§ Directions for this task: Restate all the data word for word, leaving nothing out.

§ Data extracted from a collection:
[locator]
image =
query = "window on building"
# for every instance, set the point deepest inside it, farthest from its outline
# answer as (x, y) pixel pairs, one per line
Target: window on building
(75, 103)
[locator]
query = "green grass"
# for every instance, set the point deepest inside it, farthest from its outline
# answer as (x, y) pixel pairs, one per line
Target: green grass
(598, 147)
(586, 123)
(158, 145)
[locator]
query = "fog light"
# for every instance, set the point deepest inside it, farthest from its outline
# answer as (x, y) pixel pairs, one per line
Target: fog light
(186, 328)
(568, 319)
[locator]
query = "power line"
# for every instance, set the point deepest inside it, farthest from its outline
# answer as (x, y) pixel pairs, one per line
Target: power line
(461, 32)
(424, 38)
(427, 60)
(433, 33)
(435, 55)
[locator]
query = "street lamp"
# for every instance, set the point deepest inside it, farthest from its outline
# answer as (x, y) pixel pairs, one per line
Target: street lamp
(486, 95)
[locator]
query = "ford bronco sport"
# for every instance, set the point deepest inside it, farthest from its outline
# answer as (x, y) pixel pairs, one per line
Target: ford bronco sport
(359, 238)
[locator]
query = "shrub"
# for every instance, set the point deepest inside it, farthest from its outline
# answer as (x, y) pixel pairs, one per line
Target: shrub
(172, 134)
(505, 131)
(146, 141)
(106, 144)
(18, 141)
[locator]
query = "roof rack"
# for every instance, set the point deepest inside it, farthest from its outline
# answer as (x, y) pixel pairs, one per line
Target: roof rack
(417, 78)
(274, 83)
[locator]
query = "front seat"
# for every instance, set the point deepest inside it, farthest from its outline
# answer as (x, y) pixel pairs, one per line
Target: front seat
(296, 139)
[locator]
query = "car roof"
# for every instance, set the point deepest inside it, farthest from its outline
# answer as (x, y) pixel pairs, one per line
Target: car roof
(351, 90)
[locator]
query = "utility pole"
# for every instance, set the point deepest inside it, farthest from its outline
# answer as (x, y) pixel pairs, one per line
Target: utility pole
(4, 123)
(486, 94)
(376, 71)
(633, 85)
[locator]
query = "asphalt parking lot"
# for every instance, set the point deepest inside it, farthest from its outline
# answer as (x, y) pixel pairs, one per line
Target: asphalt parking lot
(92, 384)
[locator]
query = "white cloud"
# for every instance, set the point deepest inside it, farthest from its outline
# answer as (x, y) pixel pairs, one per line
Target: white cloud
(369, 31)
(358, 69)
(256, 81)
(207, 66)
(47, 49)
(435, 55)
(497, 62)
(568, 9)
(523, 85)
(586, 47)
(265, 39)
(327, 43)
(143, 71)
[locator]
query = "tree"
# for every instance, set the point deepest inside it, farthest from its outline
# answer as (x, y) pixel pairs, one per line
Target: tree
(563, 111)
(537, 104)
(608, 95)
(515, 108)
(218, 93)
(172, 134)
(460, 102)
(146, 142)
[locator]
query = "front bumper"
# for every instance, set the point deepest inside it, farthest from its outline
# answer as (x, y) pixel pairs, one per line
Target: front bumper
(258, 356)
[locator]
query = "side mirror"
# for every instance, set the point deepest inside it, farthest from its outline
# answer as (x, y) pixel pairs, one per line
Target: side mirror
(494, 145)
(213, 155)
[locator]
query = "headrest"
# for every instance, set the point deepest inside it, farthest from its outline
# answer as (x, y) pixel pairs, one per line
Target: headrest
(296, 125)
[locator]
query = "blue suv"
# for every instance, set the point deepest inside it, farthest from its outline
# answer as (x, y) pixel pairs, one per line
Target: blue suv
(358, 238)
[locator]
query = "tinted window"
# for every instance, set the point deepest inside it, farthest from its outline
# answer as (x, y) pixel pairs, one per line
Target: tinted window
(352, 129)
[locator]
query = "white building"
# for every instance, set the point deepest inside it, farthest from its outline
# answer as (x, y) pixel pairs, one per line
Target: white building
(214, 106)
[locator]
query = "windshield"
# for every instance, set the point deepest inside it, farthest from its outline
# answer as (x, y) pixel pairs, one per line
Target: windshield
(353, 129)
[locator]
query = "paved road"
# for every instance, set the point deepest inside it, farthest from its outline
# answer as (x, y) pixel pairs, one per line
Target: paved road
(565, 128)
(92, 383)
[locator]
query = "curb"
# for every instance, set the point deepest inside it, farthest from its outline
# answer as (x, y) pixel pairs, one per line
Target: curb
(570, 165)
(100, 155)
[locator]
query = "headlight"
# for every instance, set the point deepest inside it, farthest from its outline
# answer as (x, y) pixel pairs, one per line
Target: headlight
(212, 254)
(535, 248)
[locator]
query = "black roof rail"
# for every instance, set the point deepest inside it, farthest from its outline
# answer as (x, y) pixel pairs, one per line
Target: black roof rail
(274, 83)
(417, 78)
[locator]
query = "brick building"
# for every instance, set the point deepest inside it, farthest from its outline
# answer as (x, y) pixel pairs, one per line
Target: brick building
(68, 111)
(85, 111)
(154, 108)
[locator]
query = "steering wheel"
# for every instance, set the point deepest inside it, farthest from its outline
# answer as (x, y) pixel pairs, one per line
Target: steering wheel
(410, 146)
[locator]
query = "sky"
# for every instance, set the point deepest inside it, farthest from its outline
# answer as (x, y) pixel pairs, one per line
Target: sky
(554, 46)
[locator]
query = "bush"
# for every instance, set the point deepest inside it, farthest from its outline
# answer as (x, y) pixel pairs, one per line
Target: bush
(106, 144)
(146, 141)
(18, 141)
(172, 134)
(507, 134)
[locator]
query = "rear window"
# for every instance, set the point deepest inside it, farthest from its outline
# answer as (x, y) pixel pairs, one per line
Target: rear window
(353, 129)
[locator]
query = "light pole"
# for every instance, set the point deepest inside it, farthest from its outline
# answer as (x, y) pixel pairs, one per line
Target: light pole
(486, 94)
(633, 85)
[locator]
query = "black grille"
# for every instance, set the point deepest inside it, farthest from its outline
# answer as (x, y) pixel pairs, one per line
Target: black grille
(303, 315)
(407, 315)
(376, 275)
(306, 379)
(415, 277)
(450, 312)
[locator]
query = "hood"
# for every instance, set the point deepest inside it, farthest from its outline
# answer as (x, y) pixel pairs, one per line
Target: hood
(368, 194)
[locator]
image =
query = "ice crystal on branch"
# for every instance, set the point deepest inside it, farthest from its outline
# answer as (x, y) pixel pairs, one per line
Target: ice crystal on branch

§ Result:
[locator]
image =
query = "window on building"
# for every instance, set the point deepest inside it, farthest from its outline
# answer as (x, y) pixel pairs, one per line
Target: window on building
(75, 103)
[locator]
query = "green grass"
# for every instance, set the point deepest inside it, farthest from its outline
# answer as (x, y) pixel pairs, one per line
Target: green grass
(598, 147)
(586, 123)
(158, 145)
[locator]
query = "fog light"
# for every instance, set the point deepest inside it, farthest from its outline
# answer as (x, y) pixel pairs, one per line
Target: fog light
(186, 328)
(568, 319)
[locator]
query = "power line"
# for every instance, set the point deepest inside it, farthest from its outline
# answer as (x, y) pixel pairs, one per line
Target: power line
(461, 32)
(424, 38)
(427, 60)
(433, 33)
(435, 55)
[locator]
query = "street lamp"
# for every instance, set the point deepest inside it, farthest from its outline
# answer as (x, y) pixel pairs, one per line
Target: street lamp
(486, 95)
[locator]
query = "ford bronco sport"
# for every instance, set the point deepest inside it, farthest from its outline
# answer as (x, y) pixel pairs, one per line
Target: ford bronco sport
(359, 238)
[locator]
query = "shrub"
# for every instance, set the point deepest inside it, farthest from its outline
# answer as (x, y) pixel pairs, one per line
Target: shrub
(172, 134)
(505, 131)
(146, 141)
(106, 144)
(18, 141)
[locator]
query = "roof rack"
# for every instance, set the point deepest inside it, farthest from its outline
# answer as (x, y) pixel pairs, one per line
Target: roof rack
(417, 78)
(274, 83)
[locator]
query = "front seat"
# for every instance, set the point deepest inside it, farthest from its outline
# answer as (x, y) pixel pairs, one per line
Target: front seat
(296, 139)
[locator]
query = "car roof"
# for every instance, set the point deepest inside it, farthest from its outline
# answer as (x, y) pixel pairs, one per line
Target: car roof
(351, 90)
[locator]
query = "utility pole"
# for every instance, set the point deepest inside it, farthest from its outline
# answer as (x, y) pixel pairs, one per line
Target: utility pole
(4, 123)
(486, 94)
(376, 71)
(633, 85)
[locator]
query = "asphalt parking lot"
# for every instance, set the point deepest inside it, farthest from its outline
# answer as (x, y) pixel pairs, one per line
Target: asphalt parking lot
(92, 384)
[locator]
query = "white cloud"
# for every instance, set the point deepest inside it, farthest from its outline
# answer as (x, y) pixel pairs, one per line
Target: white cloud
(369, 31)
(358, 69)
(256, 81)
(207, 66)
(47, 49)
(435, 55)
(497, 62)
(568, 9)
(523, 85)
(586, 47)
(265, 39)
(327, 43)
(143, 71)
[locator]
query = "tree"
# for every instance, set the point deepest inside it, farthest from its outline
# answer as (x, y) pixel pairs, one per line
Target: tree
(563, 111)
(537, 104)
(608, 95)
(515, 108)
(218, 93)
(172, 134)
(460, 102)
(146, 142)
[locator]
query = "front bumper"
# for every instance, set the point deepest inside it, farthest from its outline
# answer as (x, y) pixel pairs, one per line
Target: front bumper
(258, 356)
[locator]
query = "side mirror"
# for every instance, set the point deepest inside it, farthest from its outline
# answer as (x, y) pixel pairs, one per line
Target: side mirror
(494, 145)
(213, 155)
[locator]
query = "headrest"
# for every instance, set the point deepest inside it, farthest from its outline
# answer as (x, y) pixel pairs, one per line
Target: headrest
(296, 125)
[locator]
query = "blue suv"
# for every instance, set the point deepest inside it, farthest from its outline
# answer as (x, y) pixel pairs, one per line
Target: blue suv
(358, 238)
[locator]
query = "tinted window"
# for every instance, set the point deepest inside it, farthest from its outline
# answer as (x, y) pixel pairs, one per line
Target: tinted window
(352, 129)
[locator]
query = "white building"
# for every instance, set the point deepest inside it, farthest from its outline
# answer as (x, y) pixel pairs, one per line
Target: white building
(214, 106)
[locator]
query = "windshield"
# for every instance, set the point deepest inside it, farthest from its outline
# answer as (x, y) pixel pairs, one per line
Target: windshield
(353, 129)
[locator]
query = "paved road"
# for every instance, set the point deepest inside it, farthest from its outline
# answer as (x, y) pixel pairs, one per line
Target: paved road
(565, 128)
(92, 383)
[locator]
query = "curb"
# for every instance, set the point deepest inside it, farthest from its outline
# answer as (x, y) pixel pairs, one per line
Target: curb
(570, 165)
(100, 155)
[locator]
query = "headlight"
# for every instance, set the point deepest inside it, farthest from its outline
# answer as (x, y) pixel pairs, one per line
Target: headlight
(212, 254)
(535, 248)
[locator]
query = "black roof rail"
# for every instance, set the point deepest inside it, farthest from its outline
# answer as (x, y) pixel pairs, one per line
Target: black roof rail
(274, 83)
(417, 78)
[locator]
query = "brick building"
# for every instance, set the point deepest inside it, farthest from its outline
# answer as (x, y) pixel pairs, one per line
Target: brick building
(68, 111)
(85, 111)
(154, 108)
[locator]
query = "steering wheel"
# for every instance, set the point deepest inside it, farthest from its outline
# answer as (x, y) pixel pairs, one per line
Target: steering wheel
(410, 146)
[locator]
query = "sky"
# for every instance, set the point deepest inside it, farthest from its outline
# answer as (x, y) pixel pairs, one per line
Target: sky
(554, 46)
[locator]
query = "bush"
# for every instance, set the point deepest inside it, farthest from its outline
# answer as (x, y) pixel pairs, one per line
Target: bush
(106, 144)
(146, 141)
(18, 141)
(172, 134)
(507, 134)
[locator]
query = "rear window"
# for every instance, set the point deepest inside it, farthest from its outline
# answer as (x, y) pixel pairs, one per line
Target: rear window
(353, 129)
[locator]
query = "light pole"
# for every instance, set the point deepest inside it, farthest from its outline
# answer as (x, y) pixel pairs, one per line
Target: light pole
(486, 94)
(633, 85)
[locator]
query = "black grille"
# for every instance, set the point deepest inside it, farthest from its outline
# answer as (x, y) pixel pairs, one per line
Target: black grille
(303, 315)
(407, 315)
(376, 275)
(306, 379)
(415, 277)
(450, 312)
[locator]
query = "hood"
# for every instance, set the point deepest inside it, farthest from its outline
# answer as (x, y) pixel pairs, one per line
Target: hood
(368, 194)
[locator]
image =
query = "ice crystal on branch"
# for every instance, set the point deepest inside it, farthest from its outline
# answer as (x, y) pixel pairs, one per line
Target: ice crystal on branch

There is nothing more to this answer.